— Start Given data —

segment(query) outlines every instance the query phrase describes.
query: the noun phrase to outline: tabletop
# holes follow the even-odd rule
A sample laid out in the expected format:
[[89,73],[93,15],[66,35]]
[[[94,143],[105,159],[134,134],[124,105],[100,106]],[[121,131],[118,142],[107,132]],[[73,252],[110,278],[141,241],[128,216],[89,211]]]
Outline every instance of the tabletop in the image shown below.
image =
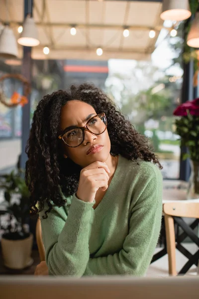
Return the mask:
[[163,181],[163,204],[175,201],[199,202],[197,199],[187,199],[188,183],[178,180]]

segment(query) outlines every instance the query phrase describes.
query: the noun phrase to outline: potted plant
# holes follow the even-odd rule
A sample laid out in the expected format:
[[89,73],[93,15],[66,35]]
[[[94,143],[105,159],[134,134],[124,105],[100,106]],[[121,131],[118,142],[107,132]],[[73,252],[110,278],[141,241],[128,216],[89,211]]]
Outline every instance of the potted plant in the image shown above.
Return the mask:
[[199,98],[179,105],[174,112],[176,132],[181,137],[182,146],[189,152],[183,158],[191,158],[192,172],[189,183],[188,199],[199,198]]
[[29,215],[29,192],[20,170],[12,171],[1,178],[9,215],[1,243],[4,265],[13,269],[22,269],[32,264],[31,253],[33,236],[26,225]]

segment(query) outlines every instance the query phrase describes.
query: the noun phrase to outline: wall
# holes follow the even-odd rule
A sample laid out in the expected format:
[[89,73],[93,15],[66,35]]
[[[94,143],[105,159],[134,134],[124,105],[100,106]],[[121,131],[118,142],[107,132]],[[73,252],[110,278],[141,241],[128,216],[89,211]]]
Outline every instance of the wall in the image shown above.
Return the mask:
[[0,171],[14,166],[21,153],[21,140],[2,140],[0,142]]

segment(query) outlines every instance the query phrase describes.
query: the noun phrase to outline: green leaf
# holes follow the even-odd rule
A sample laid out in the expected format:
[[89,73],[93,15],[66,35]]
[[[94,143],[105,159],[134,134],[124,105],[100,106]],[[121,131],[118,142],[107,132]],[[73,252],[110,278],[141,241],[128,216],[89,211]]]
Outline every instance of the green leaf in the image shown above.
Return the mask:
[[185,160],[187,160],[187,159],[189,158],[190,156],[190,154],[188,153],[188,152],[186,152],[186,153],[184,153],[183,155],[183,160],[184,161],[185,161]]
[[10,192],[8,192],[8,191],[5,191],[5,192],[4,193],[4,197],[5,198],[5,200],[9,203],[9,202],[10,201],[10,198],[11,198]]
[[194,137],[196,137],[198,135],[197,133],[195,131],[190,131],[190,134]]
[[196,143],[193,140],[189,140],[186,143],[188,147],[195,147],[196,146]]

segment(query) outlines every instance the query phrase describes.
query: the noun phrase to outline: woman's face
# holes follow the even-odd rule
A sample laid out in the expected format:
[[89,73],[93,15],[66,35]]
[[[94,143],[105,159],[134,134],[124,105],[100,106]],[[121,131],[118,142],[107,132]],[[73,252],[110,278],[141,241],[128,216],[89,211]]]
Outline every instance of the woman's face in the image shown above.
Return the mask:
[[[63,107],[61,115],[60,127],[62,131],[71,126],[84,127],[92,117],[96,115],[95,109],[91,105],[80,101],[70,101]],[[62,140],[64,153],[75,163],[83,167],[96,161],[105,162],[110,150],[110,142],[107,129],[100,135],[95,135],[86,130],[84,140],[77,148],[71,148]],[[99,145],[97,152],[88,151],[91,147]]]

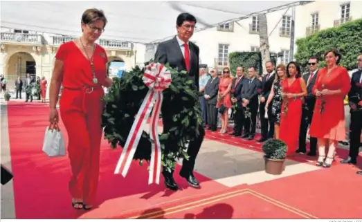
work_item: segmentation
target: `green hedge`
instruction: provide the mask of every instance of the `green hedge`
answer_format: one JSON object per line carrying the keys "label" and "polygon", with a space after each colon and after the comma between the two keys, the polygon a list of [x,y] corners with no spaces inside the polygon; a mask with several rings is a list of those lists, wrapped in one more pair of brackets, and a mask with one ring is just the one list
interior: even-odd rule
{"label": "green hedge", "polygon": [[[271,54],[273,54],[273,53],[271,53]],[[230,69],[233,76],[235,75],[236,67],[239,66],[244,67],[245,73],[250,66],[255,67],[259,74],[262,73],[263,68],[260,52],[233,52],[229,54],[228,60]],[[276,63],[275,57],[272,57],[271,61],[274,64]]]}
{"label": "green hedge", "polygon": [[325,66],[324,53],[336,48],[342,54],[341,64],[348,70],[354,69],[356,67],[356,57],[362,49],[362,19],[299,39],[296,44],[298,48],[295,57],[303,67],[307,67],[311,56],[318,57],[320,60],[320,66]]}

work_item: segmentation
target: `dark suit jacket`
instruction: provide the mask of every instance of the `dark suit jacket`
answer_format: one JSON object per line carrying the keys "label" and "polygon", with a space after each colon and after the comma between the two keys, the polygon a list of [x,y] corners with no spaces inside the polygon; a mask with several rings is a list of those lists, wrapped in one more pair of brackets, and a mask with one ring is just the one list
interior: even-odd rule
{"label": "dark suit jacket", "polygon": [[269,75],[269,78],[266,80],[266,75],[263,77],[262,81],[262,95],[265,98],[265,101],[268,100],[269,96],[270,91],[271,91],[271,87],[273,86],[273,82],[274,82],[275,75],[276,75],[275,72],[273,75]]}
{"label": "dark suit jacket", "polygon": [[[188,73],[188,80],[193,80],[199,91],[199,47],[189,41],[190,68]],[[154,55],[155,62],[163,64],[169,64],[172,68],[179,72],[186,71],[186,64],[176,36],[170,40],[161,42],[157,46]]]}
{"label": "dark suit jacket", "polygon": [[15,80],[15,89],[17,90],[21,90],[23,89],[23,80],[20,80],[20,82],[18,82],[17,80]]}
{"label": "dark suit jacket", "polygon": [[[29,84],[31,84],[32,83],[33,83],[35,81],[35,80],[34,79],[34,77],[33,77],[31,76],[30,77],[30,81]],[[24,82],[24,88],[26,89],[26,88],[28,87],[28,77],[26,77],[25,80],[23,82]]]}
{"label": "dark suit jacket", "polygon": [[219,84],[220,79],[217,77],[212,81],[212,77],[208,80],[205,86],[205,95],[210,95],[210,99],[206,102],[211,105],[216,105],[217,103],[217,92],[219,91]]}
{"label": "dark suit jacket", "polygon": [[[362,84],[359,82],[361,75],[362,69],[353,73],[351,78],[351,89],[348,93],[350,106],[356,105],[357,106],[357,109],[362,108],[361,106],[358,105],[359,102],[362,100]],[[351,109],[351,111],[353,111]],[[359,110],[359,111],[362,111]]]}
{"label": "dark suit jacket", "polygon": [[233,80],[233,83],[231,84],[231,89],[234,90],[234,97],[237,100],[237,103],[239,104],[242,102],[242,89],[243,86],[243,82],[247,78],[245,77],[245,75],[243,75],[240,80],[237,82],[237,84],[235,86],[235,82],[237,78]]}
{"label": "dark suit jacket", "polygon": [[[314,104],[316,103],[316,96],[312,93],[312,89],[314,84],[316,83],[316,80],[317,79],[318,72],[319,70],[317,70],[317,72],[316,74],[314,74],[314,75],[313,75],[313,77],[311,80],[309,84],[307,86],[307,96],[305,98],[305,104],[311,108],[314,107]],[[305,82],[305,84],[308,82],[308,79],[309,78],[310,75],[310,72],[305,73],[302,75],[302,77]],[[311,110],[313,110],[313,109],[311,109]]]}
{"label": "dark suit jacket", "polygon": [[262,82],[255,77],[249,84],[250,80],[244,81],[242,89],[242,99],[249,100],[248,107],[251,109],[257,109],[259,105],[259,94],[262,91]]}

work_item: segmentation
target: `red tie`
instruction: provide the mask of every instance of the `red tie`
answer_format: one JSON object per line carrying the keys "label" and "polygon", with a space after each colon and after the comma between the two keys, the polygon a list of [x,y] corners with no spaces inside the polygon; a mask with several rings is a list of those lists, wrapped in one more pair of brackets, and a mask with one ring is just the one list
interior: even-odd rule
{"label": "red tie", "polygon": [[190,50],[187,43],[183,44],[185,47],[185,64],[186,64],[186,69],[190,71]]}
{"label": "red tie", "polygon": [[309,75],[309,79],[308,80],[308,82],[307,82],[307,85],[309,84],[311,81],[311,78],[313,78],[313,73],[311,73],[311,75]]}

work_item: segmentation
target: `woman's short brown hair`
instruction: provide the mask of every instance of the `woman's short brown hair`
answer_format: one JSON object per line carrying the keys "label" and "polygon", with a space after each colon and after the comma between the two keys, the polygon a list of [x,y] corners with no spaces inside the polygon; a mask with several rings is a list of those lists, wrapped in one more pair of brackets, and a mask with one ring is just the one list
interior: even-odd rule
{"label": "woman's short brown hair", "polygon": [[337,61],[336,61],[336,64],[337,65],[339,64],[339,62],[341,62],[341,59],[342,59],[342,54],[341,54],[341,53],[337,49],[335,49],[335,48],[331,49],[331,50],[329,50],[327,52],[325,52],[325,57],[327,56],[327,54],[328,54],[329,53],[332,53],[335,57],[338,56],[338,59],[337,59]]}
{"label": "woman's short brown hair", "polygon": [[275,68],[275,77],[274,79],[274,81],[277,81],[279,80],[279,75],[278,75],[278,69],[280,68],[282,71],[284,71],[284,75],[285,75],[287,74],[287,67],[284,64],[279,64],[278,65],[277,68]]}
{"label": "woman's short brown hair", "polygon": [[82,15],[82,22],[86,25],[97,20],[103,21],[105,24],[103,28],[106,26],[108,21],[107,20],[107,18],[105,15],[105,12],[103,12],[103,11],[101,10],[96,8],[89,8],[86,10]]}

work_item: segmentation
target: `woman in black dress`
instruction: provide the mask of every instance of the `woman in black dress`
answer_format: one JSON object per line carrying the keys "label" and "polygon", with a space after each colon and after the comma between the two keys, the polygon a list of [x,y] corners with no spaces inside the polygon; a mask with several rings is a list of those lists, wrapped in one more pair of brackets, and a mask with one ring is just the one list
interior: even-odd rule
{"label": "woman in black dress", "polygon": [[274,119],[274,137],[275,139],[279,139],[279,124],[280,123],[282,102],[281,82],[285,77],[286,73],[284,65],[280,64],[277,66],[277,75],[275,75],[275,79],[265,105],[265,109],[267,110],[268,106],[271,102],[271,113],[273,116],[269,116],[268,118]]}

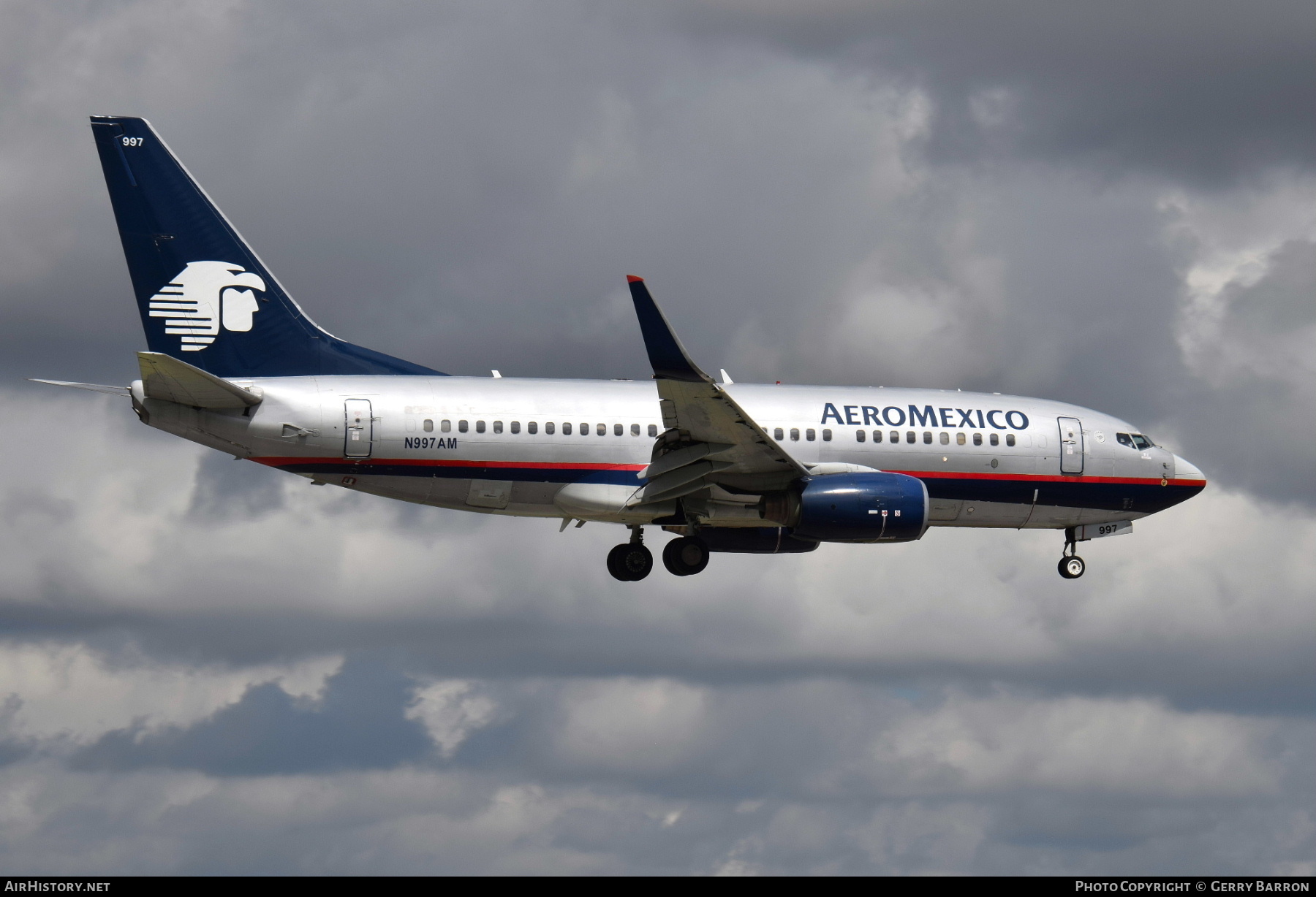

— End Given data —

Set task: List each line of the items above that contains the word "image".

Task solution:
Outline every instance of the tabletop in the image shown below.
image =
Outline every instance of the potted plant in the image shown above.
Outline every instance of the wall in the image shown above.
Outline every instance of the green leaf in the image shown above.
Outline every instance of the woman's face in the image shown above.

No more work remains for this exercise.